Data excerpted from a collection:
=-=-=

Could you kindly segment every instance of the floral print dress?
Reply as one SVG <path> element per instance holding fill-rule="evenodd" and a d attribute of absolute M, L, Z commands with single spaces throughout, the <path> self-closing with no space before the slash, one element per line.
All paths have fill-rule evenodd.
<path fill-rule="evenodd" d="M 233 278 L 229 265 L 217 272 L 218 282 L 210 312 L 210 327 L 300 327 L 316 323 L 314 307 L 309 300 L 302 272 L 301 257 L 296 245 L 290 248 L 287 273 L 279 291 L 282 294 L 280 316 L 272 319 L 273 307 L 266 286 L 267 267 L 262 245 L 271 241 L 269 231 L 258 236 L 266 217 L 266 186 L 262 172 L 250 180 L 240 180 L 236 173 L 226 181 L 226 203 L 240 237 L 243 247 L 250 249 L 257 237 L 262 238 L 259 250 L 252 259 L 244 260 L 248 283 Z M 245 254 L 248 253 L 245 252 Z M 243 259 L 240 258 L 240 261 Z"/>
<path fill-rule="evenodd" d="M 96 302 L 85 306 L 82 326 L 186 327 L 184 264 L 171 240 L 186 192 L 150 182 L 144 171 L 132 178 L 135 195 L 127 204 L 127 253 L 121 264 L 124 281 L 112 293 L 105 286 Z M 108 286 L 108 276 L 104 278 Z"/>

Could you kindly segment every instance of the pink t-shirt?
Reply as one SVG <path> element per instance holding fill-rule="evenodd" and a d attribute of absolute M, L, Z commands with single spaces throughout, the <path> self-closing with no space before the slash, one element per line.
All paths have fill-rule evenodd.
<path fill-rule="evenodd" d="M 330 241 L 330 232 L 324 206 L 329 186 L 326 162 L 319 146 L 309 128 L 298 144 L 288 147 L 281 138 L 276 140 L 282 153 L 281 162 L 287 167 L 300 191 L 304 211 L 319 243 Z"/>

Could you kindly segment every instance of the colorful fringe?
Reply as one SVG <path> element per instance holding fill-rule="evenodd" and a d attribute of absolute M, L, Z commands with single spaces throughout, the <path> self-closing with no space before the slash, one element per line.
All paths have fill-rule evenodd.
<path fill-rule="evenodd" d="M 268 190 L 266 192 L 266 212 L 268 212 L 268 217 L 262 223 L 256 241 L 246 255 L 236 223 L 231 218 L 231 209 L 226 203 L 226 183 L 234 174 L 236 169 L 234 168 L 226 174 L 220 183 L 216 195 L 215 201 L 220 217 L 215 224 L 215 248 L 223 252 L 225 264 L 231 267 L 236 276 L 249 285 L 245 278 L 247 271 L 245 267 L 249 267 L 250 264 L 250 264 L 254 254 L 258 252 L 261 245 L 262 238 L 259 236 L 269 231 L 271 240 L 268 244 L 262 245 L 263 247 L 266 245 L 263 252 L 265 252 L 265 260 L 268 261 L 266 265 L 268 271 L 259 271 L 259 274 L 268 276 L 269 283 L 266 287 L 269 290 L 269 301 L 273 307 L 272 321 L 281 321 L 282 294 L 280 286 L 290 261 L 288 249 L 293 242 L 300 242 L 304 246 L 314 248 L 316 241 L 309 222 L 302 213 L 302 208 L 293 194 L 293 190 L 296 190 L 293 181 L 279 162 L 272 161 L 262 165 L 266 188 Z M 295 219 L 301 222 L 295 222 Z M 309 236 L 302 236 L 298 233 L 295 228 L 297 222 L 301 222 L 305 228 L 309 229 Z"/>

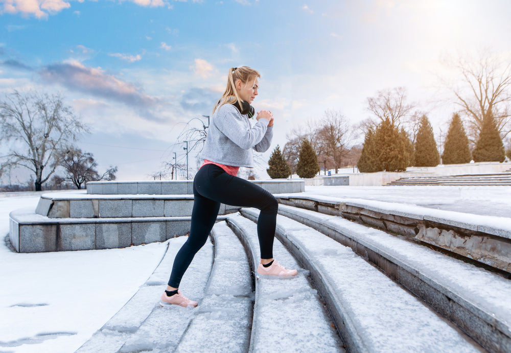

=-=-=

Extract every line of the data above without any alteration, and leave the pictures out of your reply.

Could you kindly segment every instance of the floral print dress?
Reply as one SVG <path> element per instance holding fill-rule="evenodd" and a d attribute of absolute M, L, Z commands with single spaces throughout, the <path> self-closing with no space before the slash, one element per line.
All paths have fill-rule evenodd.
<path fill-rule="evenodd" d="M 233 278 L 229 265 L 217 272 L 218 282 L 210 312 L 210 327 L 300 327 L 316 323 L 314 307 L 309 300 L 302 272 L 301 257 L 296 245 L 290 248 L 287 273 L 279 291 L 282 294 L 280 316 L 272 319 L 273 307 L 266 286 L 267 267 L 262 245 L 271 241 L 269 231 L 258 236 L 266 217 L 266 186 L 262 172 L 250 180 L 240 180 L 236 173 L 226 181 L 226 203 L 240 237 L 243 247 L 250 249 L 257 237 L 262 238 L 259 250 L 252 259 L 244 260 L 248 283 Z M 245 254 L 248 253 L 245 252 Z M 243 259 L 240 258 L 240 261 Z"/>
<path fill-rule="evenodd" d="M 96 302 L 85 306 L 82 326 L 186 327 L 184 264 L 171 240 L 186 192 L 150 182 L 144 171 L 132 178 L 135 195 L 127 204 L 127 253 L 121 264 L 124 281 L 112 293 L 105 286 Z M 108 286 L 108 276 L 104 278 Z"/>

Could you kindly segment every instance of the pink t-shirt?
Reply as one SVG <path> element per instance holding fill-rule="evenodd" and a d attribute of absolute M, L, Z commands with single spaces throughout, the <path> self-closing with no space before the slash, one element per line.
All paths have fill-rule evenodd.
<path fill-rule="evenodd" d="M 330 241 L 330 232 L 324 206 L 329 186 L 326 162 L 319 146 L 309 128 L 298 144 L 288 147 L 281 138 L 276 140 L 282 153 L 281 162 L 287 167 L 300 191 L 304 211 L 319 243 Z"/>

Could you kindly segment every instance of the colorful fringe?
Reply as one SVG <path> element per instance holding fill-rule="evenodd" and a d attribute of absolute M, L, Z commands with single spaces throughout, the <path> self-closing with no space before the slash, one element per line.
All paths have fill-rule evenodd.
<path fill-rule="evenodd" d="M 268 190 L 266 192 L 266 212 L 268 212 L 268 217 L 262 223 L 256 241 L 246 255 L 236 223 L 231 218 L 231 209 L 226 203 L 226 183 L 234 174 L 236 169 L 234 168 L 226 174 L 220 183 L 216 195 L 215 201 L 220 217 L 215 224 L 215 248 L 223 252 L 225 264 L 231 267 L 236 276 L 249 285 L 245 278 L 247 271 L 245 267 L 249 267 L 250 264 L 250 264 L 254 254 L 258 252 L 261 245 L 262 238 L 259 236 L 269 231 L 271 240 L 268 244 L 262 245 L 263 247 L 266 245 L 263 252 L 265 252 L 265 260 L 268 261 L 266 265 L 268 271 L 259 271 L 259 274 L 268 276 L 269 283 L 266 287 L 269 290 L 269 301 L 273 307 L 272 321 L 281 321 L 282 294 L 280 286 L 290 261 L 288 249 L 293 242 L 300 242 L 304 246 L 314 248 L 316 241 L 309 222 L 302 213 L 302 208 L 293 194 L 293 190 L 296 190 L 293 181 L 279 162 L 272 161 L 262 165 L 266 188 Z M 295 219 L 301 222 L 295 222 Z M 309 236 L 302 236 L 298 233 L 295 228 L 297 222 L 301 222 L 305 228 L 309 229 Z"/>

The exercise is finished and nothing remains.